---- Data to use

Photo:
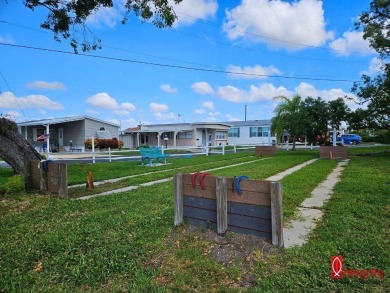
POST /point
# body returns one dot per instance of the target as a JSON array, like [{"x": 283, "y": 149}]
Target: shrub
[{"x": 15, "y": 184}]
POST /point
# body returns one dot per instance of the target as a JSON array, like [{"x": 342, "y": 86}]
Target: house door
[{"x": 60, "y": 137}]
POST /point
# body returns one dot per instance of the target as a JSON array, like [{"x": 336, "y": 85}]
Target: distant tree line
[{"x": 312, "y": 119}]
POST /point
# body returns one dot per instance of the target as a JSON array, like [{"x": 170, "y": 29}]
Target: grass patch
[
  {"x": 5, "y": 174},
  {"x": 77, "y": 173},
  {"x": 257, "y": 169},
  {"x": 119, "y": 242},
  {"x": 355, "y": 226},
  {"x": 358, "y": 150}
]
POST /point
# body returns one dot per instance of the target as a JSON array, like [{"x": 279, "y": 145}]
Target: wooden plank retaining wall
[{"x": 257, "y": 211}]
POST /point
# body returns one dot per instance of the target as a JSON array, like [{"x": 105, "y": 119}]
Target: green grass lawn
[
  {"x": 127, "y": 242},
  {"x": 256, "y": 168}
]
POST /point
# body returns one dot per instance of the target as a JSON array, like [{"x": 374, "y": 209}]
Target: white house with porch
[
  {"x": 66, "y": 133},
  {"x": 176, "y": 135},
  {"x": 256, "y": 132}
]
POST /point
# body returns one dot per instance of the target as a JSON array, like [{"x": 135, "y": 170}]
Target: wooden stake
[
  {"x": 90, "y": 180},
  {"x": 178, "y": 197},
  {"x": 62, "y": 181},
  {"x": 277, "y": 214},
  {"x": 221, "y": 194}
]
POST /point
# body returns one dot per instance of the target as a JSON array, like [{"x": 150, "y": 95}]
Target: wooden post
[
  {"x": 43, "y": 181},
  {"x": 93, "y": 150},
  {"x": 90, "y": 180},
  {"x": 221, "y": 193},
  {"x": 178, "y": 196},
  {"x": 277, "y": 214},
  {"x": 62, "y": 181},
  {"x": 27, "y": 175}
]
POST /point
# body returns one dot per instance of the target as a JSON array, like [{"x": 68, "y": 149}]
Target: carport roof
[{"x": 61, "y": 120}]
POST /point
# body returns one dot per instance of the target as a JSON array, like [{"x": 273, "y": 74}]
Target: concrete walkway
[
  {"x": 274, "y": 178},
  {"x": 283, "y": 174},
  {"x": 309, "y": 213}
]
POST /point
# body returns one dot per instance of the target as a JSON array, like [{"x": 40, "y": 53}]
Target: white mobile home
[
  {"x": 176, "y": 135},
  {"x": 251, "y": 132},
  {"x": 67, "y": 132}
]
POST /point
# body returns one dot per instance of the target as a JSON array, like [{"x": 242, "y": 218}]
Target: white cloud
[
  {"x": 208, "y": 105},
  {"x": 269, "y": 21},
  {"x": 199, "y": 111},
  {"x": 13, "y": 114},
  {"x": 202, "y": 88},
  {"x": 351, "y": 43},
  {"x": 54, "y": 85},
  {"x": 121, "y": 112},
  {"x": 103, "y": 100},
  {"x": 168, "y": 89},
  {"x": 374, "y": 67},
  {"x": 105, "y": 16},
  {"x": 265, "y": 91},
  {"x": 189, "y": 11},
  {"x": 126, "y": 123},
  {"x": 307, "y": 90},
  {"x": 115, "y": 121},
  {"x": 255, "y": 72},
  {"x": 92, "y": 112},
  {"x": 127, "y": 106},
  {"x": 163, "y": 116},
  {"x": 212, "y": 116},
  {"x": 155, "y": 108},
  {"x": 9, "y": 100},
  {"x": 229, "y": 117}
]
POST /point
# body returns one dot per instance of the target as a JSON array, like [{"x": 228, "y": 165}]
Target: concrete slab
[
  {"x": 301, "y": 228},
  {"x": 308, "y": 215},
  {"x": 322, "y": 193}
]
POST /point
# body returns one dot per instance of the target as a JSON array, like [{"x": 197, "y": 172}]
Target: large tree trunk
[
  {"x": 14, "y": 149},
  {"x": 294, "y": 142}
]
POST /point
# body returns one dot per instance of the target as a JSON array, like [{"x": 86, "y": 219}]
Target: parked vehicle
[{"x": 349, "y": 138}]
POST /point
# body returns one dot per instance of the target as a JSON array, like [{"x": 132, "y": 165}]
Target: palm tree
[{"x": 290, "y": 116}]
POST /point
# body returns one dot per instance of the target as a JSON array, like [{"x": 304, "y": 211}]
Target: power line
[
  {"x": 206, "y": 39},
  {"x": 174, "y": 66}
]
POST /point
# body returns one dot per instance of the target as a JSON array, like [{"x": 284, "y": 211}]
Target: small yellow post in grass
[{"x": 90, "y": 181}]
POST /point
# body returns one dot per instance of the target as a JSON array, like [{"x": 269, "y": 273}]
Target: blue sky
[{"x": 248, "y": 52}]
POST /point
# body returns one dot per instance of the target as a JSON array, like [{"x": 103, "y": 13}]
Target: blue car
[{"x": 349, "y": 138}]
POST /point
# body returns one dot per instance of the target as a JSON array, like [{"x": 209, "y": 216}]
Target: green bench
[{"x": 153, "y": 153}]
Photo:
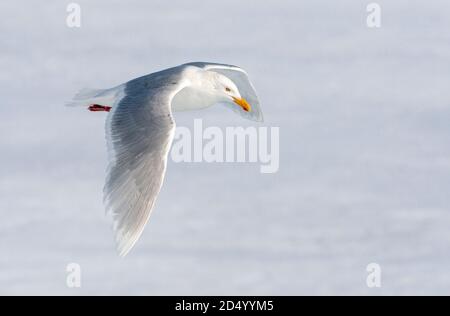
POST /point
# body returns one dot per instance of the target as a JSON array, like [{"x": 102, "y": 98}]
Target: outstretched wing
[
  {"x": 139, "y": 132},
  {"x": 241, "y": 80}
]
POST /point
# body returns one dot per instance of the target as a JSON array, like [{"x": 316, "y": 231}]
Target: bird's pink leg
[{"x": 99, "y": 108}]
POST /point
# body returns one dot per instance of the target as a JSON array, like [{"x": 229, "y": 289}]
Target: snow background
[{"x": 365, "y": 157}]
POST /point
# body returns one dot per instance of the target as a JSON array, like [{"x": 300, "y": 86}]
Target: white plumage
[{"x": 140, "y": 129}]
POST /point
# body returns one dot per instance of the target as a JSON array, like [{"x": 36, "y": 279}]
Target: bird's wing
[
  {"x": 242, "y": 82},
  {"x": 139, "y": 132}
]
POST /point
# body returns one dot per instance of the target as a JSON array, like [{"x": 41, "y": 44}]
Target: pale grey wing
[
  {"x": 139, "y": 133},
  {"x": 246, "y": 89}
]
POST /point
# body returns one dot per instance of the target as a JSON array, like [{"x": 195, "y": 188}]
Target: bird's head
[
  {"x": 227, "y": 92},
  {"x": 208, "y": 87}
]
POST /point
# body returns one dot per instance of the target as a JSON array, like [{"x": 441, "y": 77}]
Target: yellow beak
[{"x": 242, "y": 103}]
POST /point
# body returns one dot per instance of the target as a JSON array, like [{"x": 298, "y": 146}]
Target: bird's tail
[{"x": 88, "y": 97}]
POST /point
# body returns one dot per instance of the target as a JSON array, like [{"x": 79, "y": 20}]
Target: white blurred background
[{"x": 365, "y": 157}]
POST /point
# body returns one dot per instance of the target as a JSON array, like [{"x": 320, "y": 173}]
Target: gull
[{"x": 140, "y": 128}]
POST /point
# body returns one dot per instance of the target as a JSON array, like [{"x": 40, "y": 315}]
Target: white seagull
[{"x": 140, "y": 129}]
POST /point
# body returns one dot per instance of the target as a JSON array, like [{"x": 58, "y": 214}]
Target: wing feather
[{"x": 139, "y": 132}]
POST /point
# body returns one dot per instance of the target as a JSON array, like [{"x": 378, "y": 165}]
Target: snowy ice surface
[{"x": 365, "y": 149}]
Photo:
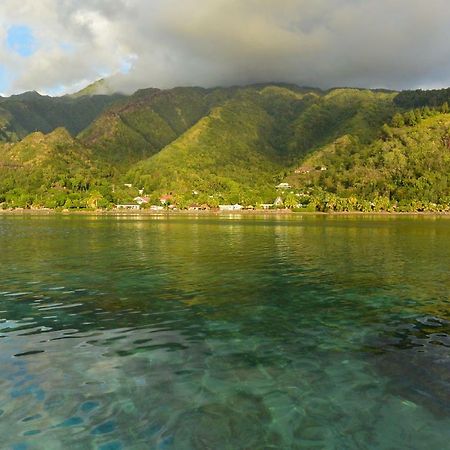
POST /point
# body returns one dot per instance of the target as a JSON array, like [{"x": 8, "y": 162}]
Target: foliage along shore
[{"x": 340, "y": 150}]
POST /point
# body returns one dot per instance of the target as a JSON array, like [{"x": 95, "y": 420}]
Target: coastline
[{"x": 149, "y": 213}]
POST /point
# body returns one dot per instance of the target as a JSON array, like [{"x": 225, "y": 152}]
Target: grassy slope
[
  {"x": 411, "y": 165},
  {"x": 235, "y": 143},
  {"x": 146, "y": 122},
  {"x": 48, "y": 169},
  {"x": 251, "y": 140},
  {"x": 23, "y": 114},
  {"x": 225, "y": 151}
]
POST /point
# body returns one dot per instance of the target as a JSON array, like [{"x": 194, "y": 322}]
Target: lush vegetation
[
  {"x": 339, "y": 150},
  {"x": 23, "y": 114}
]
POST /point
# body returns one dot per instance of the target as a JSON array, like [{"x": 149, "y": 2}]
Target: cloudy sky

--------

- Brief
Write out, word for word, only the lines from the one containing "Target: bird's head" to the end of the data above; the pictures stay out.

- Result of this task
Target: bird's head
[
  {"x": 227, "y": 92},
  {"x": 208, "y": 87}
]
POST /point
# body returns one dot per instance of the target as a JSON array, like [{"x": 441, "y": 77}]
Target: yellow beak
[{"x": 242, "y": 103}]
POST /point
# body returns one dot per instance of the target as a JSON array, like [{"x": 298, "y": 146}]
Target: bird's tail
[{"x": 88, "y": 97}]
POST /point
# body returns one dot per instance of the target as a JSON array, like [{"x": 79, "y": 20}]
Target: white blurred background
[{"x": 365, "y": 157}]
POST /point
# body returns one dot per instance of the target as a JSON array, like [{"x": 320, "y": 173}]
Target: gull
[{"x": 140, "y": 128}]
POST /point
# body returns one dot per instance of the target as a JSON array, like [{"x": 40, "y": 315}]
Target: white seagull
[{"x": 140, "y": 129}]
POST /point
# body returns one dot per instance of the target as a JSON array, like [{"x": 58, "y": 214}]
Target: wing feather
[{"x": 139, "y": 132}]
POST /point
# body returns one dot per instance of the target as a JSON array, like [{"x": 378, "y": 165}]
Target: snowy ice surface
[{"x": 365, "y": 149}]
Photo:
POST /point
# body returns one dot per instance of the target as a JSON array, like [{"x": 8, "y": 162}]
Target: foliage along shore
[{"x": 340, "y": 150}]
POST /point
# body returns one dot per instance of the target as a JSON array, like [{"x": 95, "y": 420}]
Target: coastline
[{"x": 149, "y": 213}]
POST /point
# body returns one dot per instance of the target as a JSON array, like [{"x": 225, "y": 152}]
Target: grassy slope
[
  {"x": 411, "y": 165},
  {"x": 235, "y": 143},
  {"x": 146, "y": 122},
  {"x": 48, "y": 169},
  {"x": 251, "y": 140},
  {"x": 23, "y": 114},
  {"x": 225, "y": 151}
]
POST /point
# body returns one dot per instance of the target as a JSON array, like [{"x": 194, "y": 322}]
Target: lush vegetation
[
  {"x": 339, "y": 150},
  {"x": 23, "y": 114}
]
POST /point
# body returns one dot per instance of the target as a JSON array, like [{"x": 149, "y": 2}]
Target: cloudy sky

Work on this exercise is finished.